OBJECTIVE A: Write out the rows word for word, starting at the line that contains "Mark every instance of the blue sky" and ending with the last row.

GIVEN PASSAGE:
■ ■ ■ ■ ■ ■ ■
The US government has hit the legal limit on how much money it can borrow, and Congress must approve an increase to avoid a debt default in the coming months, Treasury secretary Janet Yellen said this morning.
In a letter to congressional leaders, Yellen announced the Treasury would begin taking “extraordinary measures” to make the government’s cash on hand last until Congress acts. These include a “debt issuance suspension period” lasting from today till 5 June, as well as suspending investments into two government employee retirement funds.
“As I stated in my January 13 letter, the period of time that extraordinary measures may last is subject to considerable uncertainty, including the challenges of forecasting the payments and receipts of the US government months into the future. I respectfully urge Congress to act promptly to protect the full faith and credit of the United States,” Yellen wrote.
The latest standoff over the debt ceiling kicked off today, when the US government officially hit its legal borrowing limit. The clock is now ticking for Congress to reach an agreement to raise it, otherwise the country will default for the first time in its history, perhaps as soon as June. The White House is demanding Republicans controlling the House raise the limit without conditions, but several moderate GOP lawmakers say the Biden administration needs to compromise. Separately, the supreme court released a report into the leak of its draft opinion overturning Roe v Wade, and said they could not figure out who did it.
Here’s what else happened today:
Joe Biden remains unpopular, a new poll found, but the president still reportedly plans to announce his re-election campaign soon.
The debt ceiling gets the New Yorker treatment, for better or worse.
The top Senate Democrat and the head of America’s largest bank both warned of the consequences of breaching the borrowing limit, while the Senate Republican leader sounded optimistic a deal would be reached.
As eager as some in Washington may be to fight over the debt ceiling, Edward Helmore reports that the head of America’s largest bank has warned of the consequences of a protracted standoff:
The US should not be “playing games” with the debt ceiling, the JP Morgan chief executive, Jamie Dimon, warned warring US political factions on Thursday as a heated row over the federal borrowing limit reached a crisis point.
“We should never question the creditworthiness of the US government. That is sacrosanct and it should never happen,” Dimon said on Thursday in an interview on CNBC. “This is not something we should be playing games with at all.”
Dimon’s comments came as the US treasury department announced later Thursday it would take steps to keep paying the federal government’s bills as the US hit its $31.4tn debt limit as expected.
The White House is maintaining its no-negotiations stance on the debt ceiling, the Associated Press reports:
This report could be the last word from the investigation into who leaked the draft of the Dobbs opinion to Politico.
The supreme court marshal’s investigators “continue to review and process some electronic data that has been collected and a few other inquiries remain pending. To the extent that additional investigation yields new evidence or leads, the investigators will pursue them,” the report said.
But to underscore that the marshal had truly pursued all leads in its investigation into what the report calls “one of the worst breaches of trust in its history”, the supreme court asked former homeland security secretary Michael Chertoff to review the investigation and see if there was anything they missed.
“At this time, I cannot identify any additional useful investigative measures,” Chertoff concluded.
This investigation must have made the lives of supreme court employees stressful.
The report details all the ways in which about 100 employees were questioned and scrutinized, as well as how the court examined its electronic equipment for clues.
■ ■ ■ ■ ■ ■ ■
OBJECTIVE B: From the debt ceiling article, extract the passage that begins at the words "The supreme court marshal’s" and ends after "anything they missed.", copying it without any changes.

DATA EXTRACT:
■ ■ ■ ■ ■ ■ ■
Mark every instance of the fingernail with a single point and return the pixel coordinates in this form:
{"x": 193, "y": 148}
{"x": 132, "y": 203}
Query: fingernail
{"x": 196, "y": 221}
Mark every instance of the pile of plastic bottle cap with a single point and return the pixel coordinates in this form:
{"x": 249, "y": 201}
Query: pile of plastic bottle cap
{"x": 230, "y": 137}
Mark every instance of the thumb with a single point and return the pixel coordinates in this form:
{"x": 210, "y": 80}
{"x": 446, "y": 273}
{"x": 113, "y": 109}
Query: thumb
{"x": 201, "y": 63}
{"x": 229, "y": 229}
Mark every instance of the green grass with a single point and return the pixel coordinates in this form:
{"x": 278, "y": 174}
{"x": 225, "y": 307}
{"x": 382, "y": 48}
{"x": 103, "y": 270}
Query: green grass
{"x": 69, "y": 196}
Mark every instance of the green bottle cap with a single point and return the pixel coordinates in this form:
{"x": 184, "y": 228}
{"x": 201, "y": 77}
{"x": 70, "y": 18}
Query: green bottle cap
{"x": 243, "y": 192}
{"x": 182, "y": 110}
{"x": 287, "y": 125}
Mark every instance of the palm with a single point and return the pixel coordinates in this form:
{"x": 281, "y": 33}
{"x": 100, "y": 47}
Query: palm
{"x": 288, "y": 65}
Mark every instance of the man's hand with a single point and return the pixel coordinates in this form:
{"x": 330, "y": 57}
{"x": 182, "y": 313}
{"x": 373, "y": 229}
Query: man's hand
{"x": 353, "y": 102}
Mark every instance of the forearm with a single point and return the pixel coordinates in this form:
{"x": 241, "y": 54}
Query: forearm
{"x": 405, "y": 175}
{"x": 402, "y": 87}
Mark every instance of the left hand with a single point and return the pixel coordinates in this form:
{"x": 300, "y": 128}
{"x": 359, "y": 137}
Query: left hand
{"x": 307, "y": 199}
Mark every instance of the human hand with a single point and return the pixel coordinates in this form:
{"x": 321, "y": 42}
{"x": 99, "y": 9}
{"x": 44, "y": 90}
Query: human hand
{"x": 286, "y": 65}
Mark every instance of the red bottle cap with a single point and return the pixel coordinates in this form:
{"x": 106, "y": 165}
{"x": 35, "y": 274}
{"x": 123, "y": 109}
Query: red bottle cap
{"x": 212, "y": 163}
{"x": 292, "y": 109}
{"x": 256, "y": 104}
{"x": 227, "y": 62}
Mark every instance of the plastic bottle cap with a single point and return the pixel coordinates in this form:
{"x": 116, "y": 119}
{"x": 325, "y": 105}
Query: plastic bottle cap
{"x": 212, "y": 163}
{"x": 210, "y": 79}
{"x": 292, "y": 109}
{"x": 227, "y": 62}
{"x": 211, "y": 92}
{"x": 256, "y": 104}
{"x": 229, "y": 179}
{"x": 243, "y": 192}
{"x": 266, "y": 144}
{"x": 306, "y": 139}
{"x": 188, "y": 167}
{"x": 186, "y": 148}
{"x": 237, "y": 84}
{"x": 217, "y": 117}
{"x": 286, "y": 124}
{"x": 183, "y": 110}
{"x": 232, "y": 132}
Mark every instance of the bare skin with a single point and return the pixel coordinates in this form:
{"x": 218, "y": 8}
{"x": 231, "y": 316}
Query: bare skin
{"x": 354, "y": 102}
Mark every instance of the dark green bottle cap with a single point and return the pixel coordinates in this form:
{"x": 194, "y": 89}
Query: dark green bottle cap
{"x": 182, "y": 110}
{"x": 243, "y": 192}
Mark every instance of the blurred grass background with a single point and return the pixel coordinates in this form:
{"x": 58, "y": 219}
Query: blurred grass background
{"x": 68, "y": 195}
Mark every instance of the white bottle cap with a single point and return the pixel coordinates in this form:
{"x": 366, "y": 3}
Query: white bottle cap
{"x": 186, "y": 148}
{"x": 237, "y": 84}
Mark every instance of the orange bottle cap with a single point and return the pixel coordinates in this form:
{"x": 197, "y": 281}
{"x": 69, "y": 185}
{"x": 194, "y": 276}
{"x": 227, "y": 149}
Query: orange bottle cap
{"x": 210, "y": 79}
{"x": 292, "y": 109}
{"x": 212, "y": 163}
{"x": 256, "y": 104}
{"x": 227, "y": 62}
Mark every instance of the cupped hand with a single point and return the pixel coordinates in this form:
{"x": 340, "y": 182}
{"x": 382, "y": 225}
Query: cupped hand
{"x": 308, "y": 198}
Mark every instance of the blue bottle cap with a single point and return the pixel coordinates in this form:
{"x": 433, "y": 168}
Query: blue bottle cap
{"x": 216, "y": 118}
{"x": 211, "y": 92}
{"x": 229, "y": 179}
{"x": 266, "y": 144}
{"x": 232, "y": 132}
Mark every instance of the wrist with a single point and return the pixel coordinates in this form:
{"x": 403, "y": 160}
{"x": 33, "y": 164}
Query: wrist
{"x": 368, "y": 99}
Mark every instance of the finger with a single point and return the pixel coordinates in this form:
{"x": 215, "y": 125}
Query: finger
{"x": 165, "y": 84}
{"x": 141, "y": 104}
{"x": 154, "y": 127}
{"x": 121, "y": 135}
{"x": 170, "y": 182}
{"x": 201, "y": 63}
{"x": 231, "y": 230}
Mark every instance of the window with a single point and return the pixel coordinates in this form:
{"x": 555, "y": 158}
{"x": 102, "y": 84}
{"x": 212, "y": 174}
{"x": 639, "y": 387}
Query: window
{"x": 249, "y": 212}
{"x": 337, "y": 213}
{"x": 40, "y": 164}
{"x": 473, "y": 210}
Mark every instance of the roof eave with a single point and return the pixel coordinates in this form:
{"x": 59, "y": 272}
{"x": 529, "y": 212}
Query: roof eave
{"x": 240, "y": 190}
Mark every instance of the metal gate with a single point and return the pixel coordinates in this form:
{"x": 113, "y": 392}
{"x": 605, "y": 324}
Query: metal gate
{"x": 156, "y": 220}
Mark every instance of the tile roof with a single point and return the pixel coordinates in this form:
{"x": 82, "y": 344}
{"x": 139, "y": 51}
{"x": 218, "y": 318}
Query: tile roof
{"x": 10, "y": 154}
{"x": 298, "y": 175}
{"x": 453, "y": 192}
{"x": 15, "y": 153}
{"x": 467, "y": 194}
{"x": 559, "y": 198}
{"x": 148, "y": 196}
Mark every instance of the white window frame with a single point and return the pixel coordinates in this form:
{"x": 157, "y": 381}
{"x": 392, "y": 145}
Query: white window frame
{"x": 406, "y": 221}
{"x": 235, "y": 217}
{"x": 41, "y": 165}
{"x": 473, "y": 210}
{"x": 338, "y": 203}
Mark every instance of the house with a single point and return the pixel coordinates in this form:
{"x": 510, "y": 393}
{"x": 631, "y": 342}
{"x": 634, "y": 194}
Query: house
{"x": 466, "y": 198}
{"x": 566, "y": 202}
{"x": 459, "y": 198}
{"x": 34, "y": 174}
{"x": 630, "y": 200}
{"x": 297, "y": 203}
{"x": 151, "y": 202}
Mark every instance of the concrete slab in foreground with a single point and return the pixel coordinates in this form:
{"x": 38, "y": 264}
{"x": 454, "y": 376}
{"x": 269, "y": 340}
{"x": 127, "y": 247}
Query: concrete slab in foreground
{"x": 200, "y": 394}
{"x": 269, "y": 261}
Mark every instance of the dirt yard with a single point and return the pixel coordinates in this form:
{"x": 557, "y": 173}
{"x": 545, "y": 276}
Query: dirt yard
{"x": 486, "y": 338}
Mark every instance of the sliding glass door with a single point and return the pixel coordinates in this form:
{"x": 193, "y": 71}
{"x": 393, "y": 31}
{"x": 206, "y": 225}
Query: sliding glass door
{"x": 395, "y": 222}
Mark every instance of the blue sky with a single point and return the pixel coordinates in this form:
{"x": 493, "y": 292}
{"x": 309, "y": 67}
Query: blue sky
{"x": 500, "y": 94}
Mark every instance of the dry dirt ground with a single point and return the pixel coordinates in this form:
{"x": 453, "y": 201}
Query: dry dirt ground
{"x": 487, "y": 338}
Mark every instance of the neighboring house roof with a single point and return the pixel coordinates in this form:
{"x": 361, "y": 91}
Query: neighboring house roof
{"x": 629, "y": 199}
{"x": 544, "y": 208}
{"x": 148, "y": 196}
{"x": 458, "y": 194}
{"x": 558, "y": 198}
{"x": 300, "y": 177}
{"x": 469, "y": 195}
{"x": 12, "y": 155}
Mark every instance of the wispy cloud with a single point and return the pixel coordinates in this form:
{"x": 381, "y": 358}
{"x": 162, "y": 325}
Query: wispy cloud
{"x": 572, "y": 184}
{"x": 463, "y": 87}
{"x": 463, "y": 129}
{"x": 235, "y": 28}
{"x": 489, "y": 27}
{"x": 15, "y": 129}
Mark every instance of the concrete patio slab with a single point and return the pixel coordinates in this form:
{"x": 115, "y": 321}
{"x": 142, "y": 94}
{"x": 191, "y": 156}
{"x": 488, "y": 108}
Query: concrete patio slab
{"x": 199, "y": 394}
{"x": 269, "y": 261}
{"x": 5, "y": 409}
■ ■ ■ ■ ■ ■ ■
RESPONSE A:
Mark every instance of the blue sky with a single point and return the pixel coordinates in this form:
{"x": 493, "y": 292}
{"x": 309, "y": 67}
Query: blue sky
{"x": 500, "y": 94}
Mark every instance of the dry dirt ground with a single point and return the pixel coordinates in this form:
{"x": 453, "y": 201}
Query: dry dirt ground
{"x": 487, "y": 338}
Mark every instance of the neighboring house roof with a single point and return the pixel coordinates in this form:
{"x": 361, "y": 91}
Query: neighboring house roof
{"x": 629, "y": 199}
{"x": 544, "y": 208}
{"x": 148, "y": 196}
{"x": 458, "y": 194}
{"x": 558, "y": 198}
{"x": 300, "y": 177}
{"x": 469, "y": 195}
{"x": 12, "y": 155}
Mark every instance of the wispy cloud with a single point and return the pixel coordinates in this form:
{"x": 381, "y": 358}
{"x": 162, "y": 325}
Query: wispy cloud
{"x": 572, "y": 184}
{"x": 463, "y": 87}
{"x": 463, "y": 129}
{"x": 235, "y": 28}
{"x": 489, "y": 27}
{"x": 15, "y": 129}
Mark every instance of the concrete patio slab with a single point and return the pixel coordinates in this form:
{"x": 115, "y": 321}
{"x": 142, "y": 94}
{"x": 191, "y": 156}
{"x": 488, "y": 108}
Query: concrete patio slab
{"x": 199, "y": 394}
{"x": 269, "y": 261}
{"x": 5, "y": 409}

RESPONSE B:
The supreme court marshal’s investigators “continue to review and process some electronic data that has been collected and a few other inquiries remain pending. To the extent that additional investigation yields new evidence or leads, the investigators will pursue them,” the report said.
But to underscore that the marshal had truly pursued all leads in its investigation into what the report calls “one of the worst breaches of trust in its history”, the supreme court asked former homeland security secretary Michael Chertoff to review the investigation and see if there was anything they missed.